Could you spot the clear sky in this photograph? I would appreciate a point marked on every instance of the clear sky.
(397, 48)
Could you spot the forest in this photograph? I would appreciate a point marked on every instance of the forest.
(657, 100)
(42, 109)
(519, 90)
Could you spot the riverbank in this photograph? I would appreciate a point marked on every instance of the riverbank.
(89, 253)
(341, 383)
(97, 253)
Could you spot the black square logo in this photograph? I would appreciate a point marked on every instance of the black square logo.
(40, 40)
• • •
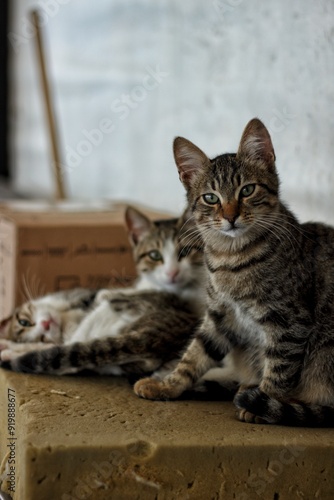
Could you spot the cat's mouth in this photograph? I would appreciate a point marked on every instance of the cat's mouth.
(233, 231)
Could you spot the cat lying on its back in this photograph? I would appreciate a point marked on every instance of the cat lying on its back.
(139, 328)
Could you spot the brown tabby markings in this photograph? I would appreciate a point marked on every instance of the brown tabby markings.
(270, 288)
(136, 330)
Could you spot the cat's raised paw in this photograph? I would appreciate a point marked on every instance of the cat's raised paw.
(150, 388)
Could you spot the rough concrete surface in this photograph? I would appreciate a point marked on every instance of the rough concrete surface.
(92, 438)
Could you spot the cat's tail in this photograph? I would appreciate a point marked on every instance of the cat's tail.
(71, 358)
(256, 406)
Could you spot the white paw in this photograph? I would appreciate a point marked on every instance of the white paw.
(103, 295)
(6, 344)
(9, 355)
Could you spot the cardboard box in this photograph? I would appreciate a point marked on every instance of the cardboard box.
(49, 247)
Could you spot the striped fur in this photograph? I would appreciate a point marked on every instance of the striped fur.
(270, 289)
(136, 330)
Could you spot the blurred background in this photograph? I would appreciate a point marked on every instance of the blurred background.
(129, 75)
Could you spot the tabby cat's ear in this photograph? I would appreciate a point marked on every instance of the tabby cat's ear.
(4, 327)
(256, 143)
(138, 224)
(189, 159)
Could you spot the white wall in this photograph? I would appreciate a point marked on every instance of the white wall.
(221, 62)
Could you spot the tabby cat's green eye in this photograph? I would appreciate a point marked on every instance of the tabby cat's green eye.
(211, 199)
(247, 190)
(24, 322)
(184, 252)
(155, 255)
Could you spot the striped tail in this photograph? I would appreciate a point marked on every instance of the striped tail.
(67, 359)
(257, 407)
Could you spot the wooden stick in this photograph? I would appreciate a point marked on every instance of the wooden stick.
• • •
> _PROBLEM DESCRIPTION_
Send back exactly the lines of the listing above starting at the one with "Could you spot the striped tail" and ending at the one with "Could you spot the wooden", inclusive, and no others.

> _SOLUTION TO THE PROBLEM_
Could you spot the striped tail in this photograph? I would appreciate a point marked on every instance of the striped tail.
(67, 359)
(257, 407)
Could you spot the wooden stick in this photograph? I would appreciate a point marked on every instance of the wooden stick.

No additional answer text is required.